# INSTRUCTIONS FOR THE TASK
The expected output is the line with "Target: crest logo on jacket" followed by every remaining line of the entries, all repeated exactly.

# Point-per-instance localization data

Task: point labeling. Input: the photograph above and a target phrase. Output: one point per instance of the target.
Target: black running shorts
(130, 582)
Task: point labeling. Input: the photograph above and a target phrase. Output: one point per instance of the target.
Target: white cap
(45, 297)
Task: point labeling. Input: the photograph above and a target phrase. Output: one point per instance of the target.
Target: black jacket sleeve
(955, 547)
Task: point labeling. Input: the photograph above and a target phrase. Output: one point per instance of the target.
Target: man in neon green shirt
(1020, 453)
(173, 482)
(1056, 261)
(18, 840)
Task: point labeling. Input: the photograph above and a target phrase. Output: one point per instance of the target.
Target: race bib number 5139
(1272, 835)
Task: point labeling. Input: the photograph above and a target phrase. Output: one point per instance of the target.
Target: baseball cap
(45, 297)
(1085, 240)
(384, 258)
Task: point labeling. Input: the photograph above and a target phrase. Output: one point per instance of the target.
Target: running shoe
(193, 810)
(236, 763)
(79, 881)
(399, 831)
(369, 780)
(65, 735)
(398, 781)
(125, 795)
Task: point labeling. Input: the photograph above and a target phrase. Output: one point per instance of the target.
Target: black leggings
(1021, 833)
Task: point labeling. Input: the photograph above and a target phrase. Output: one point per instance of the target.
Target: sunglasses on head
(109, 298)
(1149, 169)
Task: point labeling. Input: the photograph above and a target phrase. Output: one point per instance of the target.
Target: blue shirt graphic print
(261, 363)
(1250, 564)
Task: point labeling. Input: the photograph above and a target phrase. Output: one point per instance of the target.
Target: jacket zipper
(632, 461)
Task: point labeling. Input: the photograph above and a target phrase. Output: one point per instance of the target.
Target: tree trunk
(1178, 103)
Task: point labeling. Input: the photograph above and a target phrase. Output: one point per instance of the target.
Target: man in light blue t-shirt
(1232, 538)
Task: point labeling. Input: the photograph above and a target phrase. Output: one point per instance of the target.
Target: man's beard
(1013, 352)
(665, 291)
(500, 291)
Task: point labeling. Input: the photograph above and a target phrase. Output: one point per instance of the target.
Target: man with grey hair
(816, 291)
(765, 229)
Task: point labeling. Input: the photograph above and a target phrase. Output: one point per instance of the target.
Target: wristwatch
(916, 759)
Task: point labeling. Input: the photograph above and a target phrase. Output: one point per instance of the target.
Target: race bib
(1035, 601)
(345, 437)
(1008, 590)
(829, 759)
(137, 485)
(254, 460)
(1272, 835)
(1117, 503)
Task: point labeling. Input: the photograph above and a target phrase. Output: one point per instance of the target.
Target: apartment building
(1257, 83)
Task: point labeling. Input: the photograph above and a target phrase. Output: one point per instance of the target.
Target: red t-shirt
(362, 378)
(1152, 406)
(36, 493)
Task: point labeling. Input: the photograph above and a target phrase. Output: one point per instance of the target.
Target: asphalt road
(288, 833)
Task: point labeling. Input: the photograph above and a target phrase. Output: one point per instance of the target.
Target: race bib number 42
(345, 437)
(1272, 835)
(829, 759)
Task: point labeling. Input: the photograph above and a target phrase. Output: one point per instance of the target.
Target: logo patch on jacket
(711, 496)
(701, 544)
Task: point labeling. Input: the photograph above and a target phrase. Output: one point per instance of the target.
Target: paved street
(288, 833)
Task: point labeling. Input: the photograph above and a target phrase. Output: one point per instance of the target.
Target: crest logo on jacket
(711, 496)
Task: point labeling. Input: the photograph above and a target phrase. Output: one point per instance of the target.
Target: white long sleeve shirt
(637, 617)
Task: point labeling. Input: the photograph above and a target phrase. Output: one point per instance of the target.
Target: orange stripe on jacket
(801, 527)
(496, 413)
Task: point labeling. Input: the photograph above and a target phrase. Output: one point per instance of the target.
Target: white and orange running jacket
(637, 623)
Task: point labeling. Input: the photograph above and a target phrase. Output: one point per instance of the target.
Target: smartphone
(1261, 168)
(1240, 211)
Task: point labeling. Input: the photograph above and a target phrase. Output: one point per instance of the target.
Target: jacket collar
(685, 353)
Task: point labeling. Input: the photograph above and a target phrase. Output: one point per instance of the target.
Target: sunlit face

# SOLUTION FOR THIS PROBLEM
Target: crest logo on jacket
(711, 496)
Task: point labeling. Input: the photograph above and a target phrase. Output: one point per instance of the target.
Target: white long sleeve shirt
(637, 617)
Task: point labeling. Input: the photograph above and a target phrase. Output: one point per instance of the target.
Target: orange stripe on jacket
(801, 527)
(496, 413)
Task: point labeling. Input: the photograph above and a target phrase. Output: one point per instance of the target.
Target: white and orange running jacket
(637, 623)
Task: point labeling. Input: the photograph above and a target phrase. Output: one point per instance of the target.
Target: smartphone
(1261, 168)
(1240, 211)
Task: point labeling. Input: the photograph above and a target phrase. Output: one point per instance of the target.
Target: jacket collar
(685, 353)
Task: point labeling. Input: the photograph above and a target phrase. Output: one point per instance of the target.
Target: sunlit face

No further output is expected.